ACTIVITY:
The response should be the data again, identical in every line.
*** Block opens ***
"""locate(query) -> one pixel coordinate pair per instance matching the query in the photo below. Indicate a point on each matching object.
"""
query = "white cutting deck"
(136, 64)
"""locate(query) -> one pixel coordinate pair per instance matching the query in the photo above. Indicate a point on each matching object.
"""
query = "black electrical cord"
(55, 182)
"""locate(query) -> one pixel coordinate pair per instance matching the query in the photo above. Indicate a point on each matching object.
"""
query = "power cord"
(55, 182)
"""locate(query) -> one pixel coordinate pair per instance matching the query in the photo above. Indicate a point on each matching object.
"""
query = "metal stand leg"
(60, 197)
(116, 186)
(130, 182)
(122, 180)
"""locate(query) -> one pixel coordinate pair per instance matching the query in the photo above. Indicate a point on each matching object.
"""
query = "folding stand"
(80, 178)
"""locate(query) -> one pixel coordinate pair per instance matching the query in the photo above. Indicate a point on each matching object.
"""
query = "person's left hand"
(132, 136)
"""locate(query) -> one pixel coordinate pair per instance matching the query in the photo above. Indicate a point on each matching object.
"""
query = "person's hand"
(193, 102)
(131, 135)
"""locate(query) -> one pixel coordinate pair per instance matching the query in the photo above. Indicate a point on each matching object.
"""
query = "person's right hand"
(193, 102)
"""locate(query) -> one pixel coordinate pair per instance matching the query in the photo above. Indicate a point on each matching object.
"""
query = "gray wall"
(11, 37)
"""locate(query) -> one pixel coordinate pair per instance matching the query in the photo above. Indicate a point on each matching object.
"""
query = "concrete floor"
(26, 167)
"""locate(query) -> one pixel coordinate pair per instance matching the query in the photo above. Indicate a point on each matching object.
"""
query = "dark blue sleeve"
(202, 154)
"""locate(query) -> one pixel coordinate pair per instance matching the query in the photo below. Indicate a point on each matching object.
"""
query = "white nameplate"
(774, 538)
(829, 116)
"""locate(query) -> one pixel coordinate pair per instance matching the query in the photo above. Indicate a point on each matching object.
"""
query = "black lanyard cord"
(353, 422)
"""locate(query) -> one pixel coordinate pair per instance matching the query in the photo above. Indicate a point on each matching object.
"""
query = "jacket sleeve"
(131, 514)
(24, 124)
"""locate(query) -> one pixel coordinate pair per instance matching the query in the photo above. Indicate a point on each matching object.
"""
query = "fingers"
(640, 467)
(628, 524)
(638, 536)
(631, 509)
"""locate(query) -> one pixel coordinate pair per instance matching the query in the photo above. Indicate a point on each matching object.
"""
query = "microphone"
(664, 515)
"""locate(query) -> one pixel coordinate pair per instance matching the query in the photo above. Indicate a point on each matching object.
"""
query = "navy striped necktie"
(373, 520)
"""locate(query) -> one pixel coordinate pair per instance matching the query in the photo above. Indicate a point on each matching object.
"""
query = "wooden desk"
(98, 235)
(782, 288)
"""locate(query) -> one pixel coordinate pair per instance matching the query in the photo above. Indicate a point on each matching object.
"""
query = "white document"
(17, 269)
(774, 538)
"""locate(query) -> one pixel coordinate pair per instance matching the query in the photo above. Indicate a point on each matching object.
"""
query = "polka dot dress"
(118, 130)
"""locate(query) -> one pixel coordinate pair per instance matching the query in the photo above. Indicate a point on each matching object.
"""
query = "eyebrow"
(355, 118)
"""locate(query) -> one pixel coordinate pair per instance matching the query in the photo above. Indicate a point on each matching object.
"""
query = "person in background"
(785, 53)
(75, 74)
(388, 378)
*** Block closes ***
OUTPUT FOR THIS EXERCISE:
"""locate(query) -> one pixel coordinate pair per instance matching the query in the photo below. Indicate a point on each matching object.
"""
query = "white cutting deck"
(136, 64)
"""locate(query) -> one pixel coordinate pair per instance matching the query in the photo above. Indicate a point on each matching object.
"""
query = "black electrical cord"
(55, 182)
"""locate(query) -> one pixel coordinate pair per instance matching the query in the photo above. Indicate a point on each matching object.
"""
query = "power cord"
(55, 182)
"""locate(query) -> one pixel coordinate pair per instance matching the query in the photo above. Indicate a point on each matching object.
"""
query = "metal stand leg"
(60, 197)
(116, 186)
(130, 182)
(122, 180)
"""locate(query) -> one pixel coordinate pair per instance matching the query in the photo above. Indicate a point on each matching object.
"""
query = "folding stand"
(80, 178)
"""locate(query) -> one pixel coordinate pair per instance matching the query in the photo above. Indicate a point on each matching object.
"""
query = "person's left hand"
(132, 136)
"""locate(query) -> one pixel coordinate pair per instance matching the query in the photo above. Indicate a point on each matching object.
"""
query = "person's hand"
(193, 102)
(131, 135)
"""locate(query) -> one pixel coordinate pair per instance matching the query in the photo above. Indicate a point on each matching object.
"""
query = "person's right hand"
(193, 102)
"""locate(query) -> one pixel coordinate pair per instance matching the query in the photo above. Indicate a point on each matching object.
"""
query = "gray wall"
(11, 37)
"""locate(query) -> one pixel coordinate pair per instance matching the query in the photo above. Indicate a point on each matching object.
"""
query = "concrete floor"
(26, 167)
"""locate(query) -> one pixel coordinate pair per instance matching the query in the photo above. Indicate a point on each matching object.
"""
query = "dark blue sleeve"
(202, 154)
"""locate(query) -> one pixel coordinate pair per instance matching the query in the photo below. Indicate a point on each matching object.
"""
query = "white nameplate"
(774, 538)
(829, 116)
"""locate(query) -> one pixel coordinate pair per instance matching the query in the photo above. Indicate a point on each matching object.
"""
query = "black lanyard cord"
(353, 422)
"""locate(query) -> one pixel coordinate pair per instance matching the query in the photo above. Indicate a point on each matching object.
"""
query = "jacket sleeve"
(131, 514)
(24, 124)
"""locate(query) -> one pixel coordinate pair per instance matching the query in the photo above. Indicate a point on each matching object.
"""
query = "fingers"
(640, 467)
(628, 524)
(638, 536)
(631, 509)
"""locate(query) -> one pixel coordinate pair per instance matching the query in the photo above. Indicate a point on each matching object.
"""
query = "microphone"
(664, 515)
"""locate(query) -> one pixel coordinate pair per instance matching the query in the photo above. Indicate a point on each matching object.
"""
query = "navy striped necktie"
(373, 520)
"""locate(query) -> one pixel coordinate pair per instance matching the query in the photo above. Indicate a point on each matching object.
"""
query = "wooden desk"
(98, 235)
(782, 288)
"""locate(query) -> one pixel coordinate pair per instance matching the query in the photo above. Indicate a point on each matching object.
"""
query = "white document"
(17, 269)
(774, 538)
"""locate(query) -> one pixel coordinate pair per instance matching the query in the photo above. Indicate a point on each matching object.
"""
query = "polka dot dress"
(118, 130)
"""locate(query) -> one pixel coordinate pair per instance matching the query in the photo above. Indicate a point on each matching object.
"""
query = "eyebrow"
(355, 118)
"""locate(query) -> one pixel coordinate pair per instance matching the query in the photo above. Indicate a point on each matching object.
"""
query = "person in background"
(785, 53)
(75, 74)
(388, 378)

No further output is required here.